Exercise aim
Find the line that contains "seasoned potato piece.". Repeat that line and all lines following it, exactly, through the end of the listing below.

[Data extracted from a collection]
┏━━
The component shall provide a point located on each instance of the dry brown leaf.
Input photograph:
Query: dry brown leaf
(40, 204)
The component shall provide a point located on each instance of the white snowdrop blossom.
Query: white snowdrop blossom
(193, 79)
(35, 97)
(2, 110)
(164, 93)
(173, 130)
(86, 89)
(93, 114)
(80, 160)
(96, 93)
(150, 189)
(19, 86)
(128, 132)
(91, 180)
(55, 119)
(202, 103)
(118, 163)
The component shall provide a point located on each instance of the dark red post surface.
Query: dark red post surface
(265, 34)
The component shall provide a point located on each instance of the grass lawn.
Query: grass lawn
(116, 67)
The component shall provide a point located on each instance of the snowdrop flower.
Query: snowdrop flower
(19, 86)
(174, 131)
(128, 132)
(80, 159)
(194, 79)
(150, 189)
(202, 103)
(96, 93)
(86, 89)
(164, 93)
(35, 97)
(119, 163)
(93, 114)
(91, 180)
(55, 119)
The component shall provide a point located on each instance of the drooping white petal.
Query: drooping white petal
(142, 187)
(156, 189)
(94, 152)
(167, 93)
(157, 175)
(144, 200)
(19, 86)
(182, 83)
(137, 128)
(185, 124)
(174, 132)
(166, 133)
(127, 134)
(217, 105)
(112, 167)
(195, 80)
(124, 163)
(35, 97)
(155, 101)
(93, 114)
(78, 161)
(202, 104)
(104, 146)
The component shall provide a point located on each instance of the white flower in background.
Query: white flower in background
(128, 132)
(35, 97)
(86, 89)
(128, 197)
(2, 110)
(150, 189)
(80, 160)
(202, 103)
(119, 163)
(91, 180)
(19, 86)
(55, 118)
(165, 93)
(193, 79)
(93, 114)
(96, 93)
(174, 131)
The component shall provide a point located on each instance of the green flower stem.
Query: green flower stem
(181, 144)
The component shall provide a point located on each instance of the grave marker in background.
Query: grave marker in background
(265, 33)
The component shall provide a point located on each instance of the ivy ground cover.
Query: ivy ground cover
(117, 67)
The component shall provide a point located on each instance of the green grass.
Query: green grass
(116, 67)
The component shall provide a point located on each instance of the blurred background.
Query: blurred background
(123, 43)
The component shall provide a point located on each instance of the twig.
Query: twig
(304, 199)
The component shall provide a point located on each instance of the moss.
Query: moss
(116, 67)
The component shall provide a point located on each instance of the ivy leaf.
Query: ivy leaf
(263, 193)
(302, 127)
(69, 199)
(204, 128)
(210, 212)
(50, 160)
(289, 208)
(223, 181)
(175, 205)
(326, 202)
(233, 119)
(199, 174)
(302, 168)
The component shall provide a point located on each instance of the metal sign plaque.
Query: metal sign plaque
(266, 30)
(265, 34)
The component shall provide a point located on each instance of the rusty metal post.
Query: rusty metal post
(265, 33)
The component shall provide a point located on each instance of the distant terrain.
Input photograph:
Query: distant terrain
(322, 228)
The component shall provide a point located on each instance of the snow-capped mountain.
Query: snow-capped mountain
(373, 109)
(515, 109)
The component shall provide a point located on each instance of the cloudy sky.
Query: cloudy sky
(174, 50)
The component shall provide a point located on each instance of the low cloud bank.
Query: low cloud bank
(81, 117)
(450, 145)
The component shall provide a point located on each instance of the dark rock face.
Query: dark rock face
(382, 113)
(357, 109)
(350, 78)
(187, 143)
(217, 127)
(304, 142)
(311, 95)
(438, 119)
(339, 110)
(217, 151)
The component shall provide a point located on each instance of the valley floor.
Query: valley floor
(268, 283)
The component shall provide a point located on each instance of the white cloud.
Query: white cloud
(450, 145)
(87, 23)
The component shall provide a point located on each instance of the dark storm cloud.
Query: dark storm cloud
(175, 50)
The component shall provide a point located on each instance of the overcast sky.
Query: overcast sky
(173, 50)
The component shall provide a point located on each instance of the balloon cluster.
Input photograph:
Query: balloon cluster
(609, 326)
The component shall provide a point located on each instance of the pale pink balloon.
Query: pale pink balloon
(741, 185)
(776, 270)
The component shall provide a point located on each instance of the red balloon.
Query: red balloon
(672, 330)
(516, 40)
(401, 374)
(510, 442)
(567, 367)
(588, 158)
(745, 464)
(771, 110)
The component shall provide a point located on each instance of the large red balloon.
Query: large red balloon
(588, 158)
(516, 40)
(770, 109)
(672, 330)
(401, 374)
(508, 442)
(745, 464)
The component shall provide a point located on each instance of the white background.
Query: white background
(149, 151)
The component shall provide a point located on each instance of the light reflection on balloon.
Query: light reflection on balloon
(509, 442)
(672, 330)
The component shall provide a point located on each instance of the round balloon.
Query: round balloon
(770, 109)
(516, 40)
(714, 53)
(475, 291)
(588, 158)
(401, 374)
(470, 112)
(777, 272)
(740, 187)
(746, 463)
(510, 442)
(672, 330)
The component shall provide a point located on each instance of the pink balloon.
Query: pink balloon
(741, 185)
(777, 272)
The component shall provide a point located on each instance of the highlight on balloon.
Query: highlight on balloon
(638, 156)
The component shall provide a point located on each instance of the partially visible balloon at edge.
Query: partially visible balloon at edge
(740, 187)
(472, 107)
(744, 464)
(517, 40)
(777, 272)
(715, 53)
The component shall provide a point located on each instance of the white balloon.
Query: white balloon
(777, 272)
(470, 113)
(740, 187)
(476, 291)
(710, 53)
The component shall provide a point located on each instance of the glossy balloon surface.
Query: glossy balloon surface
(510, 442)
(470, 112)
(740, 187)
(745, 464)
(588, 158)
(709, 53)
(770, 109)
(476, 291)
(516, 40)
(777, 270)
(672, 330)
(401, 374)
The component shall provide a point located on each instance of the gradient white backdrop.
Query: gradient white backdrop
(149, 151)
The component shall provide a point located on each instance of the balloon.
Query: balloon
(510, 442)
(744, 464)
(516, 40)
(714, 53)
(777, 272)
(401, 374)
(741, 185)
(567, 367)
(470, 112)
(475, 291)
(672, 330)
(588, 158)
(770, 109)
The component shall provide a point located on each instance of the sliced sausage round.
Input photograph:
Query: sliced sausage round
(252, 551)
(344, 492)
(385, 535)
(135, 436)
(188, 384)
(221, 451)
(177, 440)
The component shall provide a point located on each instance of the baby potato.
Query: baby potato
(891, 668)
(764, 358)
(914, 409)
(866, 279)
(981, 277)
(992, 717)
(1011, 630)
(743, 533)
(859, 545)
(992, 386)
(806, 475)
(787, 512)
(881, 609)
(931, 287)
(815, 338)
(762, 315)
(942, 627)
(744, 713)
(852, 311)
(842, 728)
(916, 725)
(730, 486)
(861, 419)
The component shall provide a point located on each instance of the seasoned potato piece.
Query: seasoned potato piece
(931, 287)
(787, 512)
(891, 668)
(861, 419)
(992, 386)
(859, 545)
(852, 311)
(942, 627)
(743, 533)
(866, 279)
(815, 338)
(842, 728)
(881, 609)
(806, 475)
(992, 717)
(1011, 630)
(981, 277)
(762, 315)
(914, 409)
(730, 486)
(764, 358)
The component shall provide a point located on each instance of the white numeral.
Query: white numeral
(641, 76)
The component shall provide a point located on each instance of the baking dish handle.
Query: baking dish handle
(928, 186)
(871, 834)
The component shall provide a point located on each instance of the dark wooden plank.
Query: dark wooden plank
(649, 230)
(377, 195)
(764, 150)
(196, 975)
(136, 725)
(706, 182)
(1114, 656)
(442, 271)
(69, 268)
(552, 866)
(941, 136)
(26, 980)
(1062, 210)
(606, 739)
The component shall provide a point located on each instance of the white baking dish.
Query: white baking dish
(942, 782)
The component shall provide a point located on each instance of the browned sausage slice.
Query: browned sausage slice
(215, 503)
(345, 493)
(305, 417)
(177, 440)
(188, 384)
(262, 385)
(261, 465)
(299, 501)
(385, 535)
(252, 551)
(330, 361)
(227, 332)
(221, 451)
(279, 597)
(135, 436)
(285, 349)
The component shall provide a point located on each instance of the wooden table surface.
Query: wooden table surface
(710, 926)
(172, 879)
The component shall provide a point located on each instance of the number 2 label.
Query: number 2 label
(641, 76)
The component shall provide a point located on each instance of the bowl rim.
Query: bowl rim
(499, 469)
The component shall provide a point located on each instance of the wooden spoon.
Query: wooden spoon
┗━━
Answer for the task
The component shall provide a point located on each instance of the seasoned potato piece.
Query: seasoned potato piece
(931, 287)
(787, 512)
(891, 668)
(861, 419)
(992, 386)
(859, 545)
(852, 311)
(942, 627)
(743, 533)
(866, 279)
(815, 338)
(842, 728)
(881, 609)
(806, 475)
(992, 717)
(1011, 630)
(981, 277)
(762, 315)
(914, 409)
(730, 486)
(764, 358)
The component shall provide a point located on each instance of the white numeral.
Query: white numeral
(641, 76)
The component shall provide a point located on each instance of the baking dish handle.
Query: baking dish handle
(928, 186)
(871, 834)
The component shall provide a point located on each instance of the dark wooden plank.
Query: dark wooden plank
(649, 230)
(377, 195)
(764, 150)
(196, 975)
(136, 725)
(706, 182)
(1114, 656)
(442, 271)
(69, 268)
(552, 866)
(941, 136)
(26, 980)
(1062, 210)
(606, 739)
The component shall provide a point located on each instance of the white baking dish.
Query: white baking dish
(942, 782)
The component shall provide a point located on each instance of the browned sausage slice.
Query: browned sausage slice
(215, 503)
(345, 493)
(305, 417)
(177, 440)
(188, 384)
(262, 385)
(261, 465)
(299, 501)
(385, 535)
(252, 551)
(330, 361)
(227, 332)
(221, 451)
(279, 597)
(135, 436)
(285, 349)
The component shall provide a point located on each instance of the wooden table surface.
Query: wooden table surface
(710, 926)
(172, 879)
The component shall provide a point located on each instance of the number 2 label.
Query: number 2 label
(641, 76)
The component shall provide a point located on each instance of the bowl rim.
Query: bowl rim
(499, 469)
The component shall provide a point located on each instance of the wooden spoon.
Query: wooden spoon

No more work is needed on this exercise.